- [Directions for this task]: Extract verbatim everything in the material below from the line containing "Could you indicate the tree foliage" down to its final line, both ends included.
────────
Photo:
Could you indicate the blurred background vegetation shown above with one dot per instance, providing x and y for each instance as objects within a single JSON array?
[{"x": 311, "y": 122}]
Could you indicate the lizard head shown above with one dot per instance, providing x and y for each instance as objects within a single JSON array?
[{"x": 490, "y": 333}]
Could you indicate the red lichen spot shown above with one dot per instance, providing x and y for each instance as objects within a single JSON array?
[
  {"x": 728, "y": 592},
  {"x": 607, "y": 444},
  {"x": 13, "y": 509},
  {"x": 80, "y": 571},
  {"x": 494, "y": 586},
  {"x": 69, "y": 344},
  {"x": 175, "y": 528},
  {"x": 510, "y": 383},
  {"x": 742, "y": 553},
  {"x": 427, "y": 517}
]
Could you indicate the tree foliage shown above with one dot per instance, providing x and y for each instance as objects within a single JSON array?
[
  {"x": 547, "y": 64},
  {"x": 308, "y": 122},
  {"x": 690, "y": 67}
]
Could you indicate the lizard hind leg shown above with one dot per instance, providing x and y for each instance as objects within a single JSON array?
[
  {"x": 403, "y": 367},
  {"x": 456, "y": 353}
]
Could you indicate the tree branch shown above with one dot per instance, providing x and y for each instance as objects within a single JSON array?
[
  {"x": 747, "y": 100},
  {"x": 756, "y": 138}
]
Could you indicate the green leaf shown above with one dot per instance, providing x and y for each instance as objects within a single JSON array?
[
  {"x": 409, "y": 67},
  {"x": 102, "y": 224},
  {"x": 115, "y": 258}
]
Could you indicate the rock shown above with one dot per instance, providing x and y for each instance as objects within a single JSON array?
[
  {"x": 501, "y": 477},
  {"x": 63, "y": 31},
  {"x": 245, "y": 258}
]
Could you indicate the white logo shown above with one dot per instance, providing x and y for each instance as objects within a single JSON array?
────────
- [Result for this task]:
Could you indicate the tree foliage shown above with one dot per instance, providing x and y for each instance as objects within a single JSON array?
[
  {"x": 547, "y": 64},
  {"x": 308, "y": 122},
  {"x": 690, "y": 67}
]
Could you indicate the lizard hind leg shown above with one dot per instance, providing x and y for each instance as objects within a single JSON array?
[
  {"x": 403, "y": 367},
  {"x": 456, "y": 353}
]
Could you indicate the tree branch shown above with one dot per instance, providing x and y for each instance as objects within a single JSON array?
[
  {"x": 747, "y": 100},
  {"x": 756, "y": 138}
]
Could you indicate the green leaf shown above with one dot per instance, providing x and y for each instance as objects within a single JSON array?
[
  {"x": 409, "y": 67},
  {"x": 102, "y": 224},
  {"x": 115, "y": 258}
]
Could you indicate the rock shown above with one dot per instance, providing x and y for each instance as objects within a single JSON array?
[
  {"x": 501, "y": 477},
  {"x": 63, "y": 31},
  {"x": 245, "y": 258}
]
Could you indicate the white logo shown above with one dot per instance, providing x and y for each instance as objects within a single JSON array?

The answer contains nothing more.